__Source__.
"""

A plan may instead provide that the employer may make the designation on 
behalf of the individual under these circumstances.
    (B) The correcting distribution is made after the date on which the 
plan received the excess deferral.
    (C) The plan designates the distribution as a distribution of excess 
deferrals.
    (ii) The provisions of this paragraph (e)(3) are illustrated by the 
following example:

    Example. S is a 62 year old individual who participates in Employer 
Y's qualified cash or deferred arrangement. In January 1991, S withdraws 
$5,000 from Y's cash or deferred arrangement. From February through 
September, S defers $900 per month. On October 1, S leaves Employer Y 
and becomes employed by Employer Z (unrelated to Y). During the 
remainder of 1991, S defers $1,800 under Z's qualified cash or deferred 
arrangement. In January 1992, S realizes that S has deferred a total of 
$9,000 in 1991, and therefore has a $525 excess deferral ($9,000 minus 
$8,475, the applicable limit for 1991). An additional $525 must be 
distributed to S before April 15, 1992, to correct the excess deferral. 
The $5,000 withdrawal did not correct the excess deferral because it 
occurred before the excess deferral was made.

"""

__Exercise requirements__.
- 1) Set down the part of the excess deferral passage word for word, beginning at the words "Example. S is" and stopping after the words "deferral was made.".
- 2) Recast the lines of the listing as a numbered list, leaving out any blank lines. Begin at the line that contains "Can you identify in which portion of this photo the wheel" and stop after the line that contains "[392,365,698,456]", including both.

__Rows__.
"""

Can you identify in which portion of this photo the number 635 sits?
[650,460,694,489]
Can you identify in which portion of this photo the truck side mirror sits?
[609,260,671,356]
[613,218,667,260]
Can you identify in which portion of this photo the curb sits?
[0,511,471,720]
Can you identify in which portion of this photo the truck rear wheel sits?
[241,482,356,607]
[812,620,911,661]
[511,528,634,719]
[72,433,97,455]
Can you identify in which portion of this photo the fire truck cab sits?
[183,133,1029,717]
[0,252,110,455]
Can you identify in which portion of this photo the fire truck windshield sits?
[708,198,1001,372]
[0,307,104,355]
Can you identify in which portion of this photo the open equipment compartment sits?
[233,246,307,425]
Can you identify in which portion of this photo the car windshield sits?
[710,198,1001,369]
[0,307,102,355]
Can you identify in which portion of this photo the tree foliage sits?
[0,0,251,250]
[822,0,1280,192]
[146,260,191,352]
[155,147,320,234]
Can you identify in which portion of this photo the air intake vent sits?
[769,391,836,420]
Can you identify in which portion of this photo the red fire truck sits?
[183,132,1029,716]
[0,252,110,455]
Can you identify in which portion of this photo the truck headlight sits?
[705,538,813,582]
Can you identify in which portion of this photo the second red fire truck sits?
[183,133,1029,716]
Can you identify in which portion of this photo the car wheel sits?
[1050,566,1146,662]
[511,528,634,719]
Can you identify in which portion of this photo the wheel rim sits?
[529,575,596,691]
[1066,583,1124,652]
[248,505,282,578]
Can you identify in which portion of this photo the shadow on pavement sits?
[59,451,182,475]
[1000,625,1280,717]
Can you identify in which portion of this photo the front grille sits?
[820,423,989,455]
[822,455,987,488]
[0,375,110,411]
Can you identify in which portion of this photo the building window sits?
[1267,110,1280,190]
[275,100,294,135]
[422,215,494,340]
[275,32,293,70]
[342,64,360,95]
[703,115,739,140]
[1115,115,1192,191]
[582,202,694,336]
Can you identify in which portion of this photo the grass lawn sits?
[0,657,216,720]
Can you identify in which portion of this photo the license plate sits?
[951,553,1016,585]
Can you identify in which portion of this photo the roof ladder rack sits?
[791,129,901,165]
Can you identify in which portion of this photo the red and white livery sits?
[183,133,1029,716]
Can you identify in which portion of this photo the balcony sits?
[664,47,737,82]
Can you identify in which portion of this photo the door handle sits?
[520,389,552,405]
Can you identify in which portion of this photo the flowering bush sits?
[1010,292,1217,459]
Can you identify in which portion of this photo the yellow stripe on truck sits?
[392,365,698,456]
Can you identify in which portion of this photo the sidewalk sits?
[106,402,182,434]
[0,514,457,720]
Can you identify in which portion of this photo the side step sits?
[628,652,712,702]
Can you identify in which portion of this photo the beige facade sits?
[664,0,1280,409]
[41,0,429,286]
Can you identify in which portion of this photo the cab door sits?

"""

__Final answers__.
- 1)
Example. S is a 62 year old individual who participates in Employer 
Y's qualified cash or deferred arrangement. In January 1991, S withdraws 
$5,000 from Y's cash or deferred arrangement. From February through 
September, S defers $900 per month. On October 1, S leaves Employer Y 
and becomes employed by Employer Z (unrelated to Y). During the 
remainder of 1991, S defers $1,800 under Z's qualified cash or deferred 
arrangement. In January 1992, S realizes that S has deferred a total of 
$9,000 in 1991, and therefore has a $525 excess deferral ($9,000 minus 
$8,475, the applicable limit for 1991). An additional $525 must be 
distributed to S before April 15, 1992, to correct the excess deferral. 
The $5,000 withdrawal did not correct the excess deferral because it 
occurred before the excess deferral was made.

- 2)
1. Can you identify in which portion of this photo the wheel rim sits?
2. [529,575,596,691]
3. [1066,583,1124,652]
4. [248,505,282,578]
5. Can you identify in which portion of this photo the shadow on pavement sits?
6. [59,451,182,475]
7. [1000,625,1280,717]
8. Can you identify in which portion of this photo the front grille sits?
9. [820,423,989,455]
10. [822,455,987,488]
11. [0,375,110,411]
12. Can you identify in which portion of this photo the building window sits?
13. [1267,110,1280,190]
14. [275,100,294,135]
15. [422,215,494,340]
16. [275,32,293,70]
17. [342,64,360,95]
18. [703,115,739,140]
19. [1115,115,1192,191]
20. [582,202,694,336]
21. Can you identify in which portion of this photo the grass lawn sits?
22. [0,657,216,720]
23. Can you identify in which portion of this photo the license plate sits?
24. [951,553,1016,585]
25. Can you identify in which portion of this photo the roof ladder rack sits?
26. [791,129,901,165]
27. Can you identify in which portion of this photo the red and white livery sits?
28. [183,133,1029,716]
29. Can you identify in which portion of this photo the balcony sits?
30. [664,47,737,82]
31. Can you identify in which portion of this photo the door handle sits?
32. [520,389,552,405]
33. Can you identify in which portion of this photo the flowering bush sits?
34. [1010,292,1217,459]
35. Can you identify in which portion of this photo the yellow stripe on truck sits?
36. [392,365,698,456]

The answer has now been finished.